--- Passage shown ---
Thomas Lectka

Thomas Lectka

Jean and Norman Scowe Professor

Contact Information

Research Interests: Synthetic and physical organic chemistry and organofluorine chemistry

Education: PhD, Cornell University

Tom Lectka graduated from Oberlin College with highest honors in Chemistry (B.A.) in 1985. He received his Ph.D. from Cornell University in 1990 (study with Professor John McMurry) whereupon he was an ACS Organic Division Fellow. He performed postdoctoral studies as an Alexander von Humboldt Fellow at Heidelberg (1991, study with Rolf Gleiter), and as an NIH Fellow at Harvard University (1992-1994, study with Professor David Evans). He joined the faculty of the Chemistry Department of Johns Hopkins in 1994, and was promoted to the Jean and Norman Scowe Professorship in 2012. He has been the recipient of an NIH First Award, an NSF Career Award, an Eli Lilly Grantee Award, a Sloan Fellowship, a Dreyfus-Teacher-Scholar Award, a John Simon Guggenheim Memorial Fellowship, the ACS Maryland Chemist of the Year in 2017, and in 2024 was an ACS Arthur C. Cope Scholar Awardee.

Research in our group employs the formidable tools of organic, fluorine, and inorganic chemistry in equal measures to develop fundamentally new reactions of academic and pharmaceutical interest.  Metal catalysis and photochemistry comprise central themes; aliphatic fluorination and selective bond activation are the primary goals. Study of reaction mechanisms through kinetics, EPR, NMR, voltammetry, crystallography, advanced computations (DFT and MP2), and other techniques accompanies reaction development.

Along with brand new reactions, we also seek to make brand new species never seen before in nature, but that possess unusual or unanticipated properties; our recent synthesis of the first fluoronium ion in solution (as predicted by DFT theory) is a case in point.

--- Recorded data ---
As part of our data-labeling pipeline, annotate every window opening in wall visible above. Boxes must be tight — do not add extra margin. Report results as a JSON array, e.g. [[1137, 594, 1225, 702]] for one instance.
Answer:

--- Tasks ---
(A) Reproduce the part of the faculty profile above from "Tom Lectka graduated" to "Cope Scholar Awardee.".
(B) According to the faculty profile above, in what year did Thomas Lectka join the Chemistry Department faculty at Johns Hopkins?

--- Solved problems ---
(A)
Tom Lectka graduated from Oberlin College with highest honors in Chemistry (B.A.) in 1985. He received his Ph.D. from Cornell University in 1990 (study with Professor John McMurry) whereupon he was an ACS Organic Division Fellow. He performed postdoctoral studies as an Alexander von Humboldt Fellow at Heidelberg (1991, study with Rolf Gleiter), and as an NIH Fellow at Harvard University (1992-1994, study with Professor David Evans). He joined the faculty of the Chemistry Department of Johns Hopkins in 1994, and was promoted to the Jean and Norman Scowe Professorship in 2012. He has been the recipient of an NIH First Award, an NSF Career Award, an Eli Lilly Grantee Award, a Sloan Fellowship, a Dreyfus-Teacher-Scholar Award, a John Simon Guggenheim Memorial Fellowship, the ACS Maryland Chemist of the Year in 2017, and in 2024 was an ACS Arthur C. Cope Scholar Awardee.

(B) 1994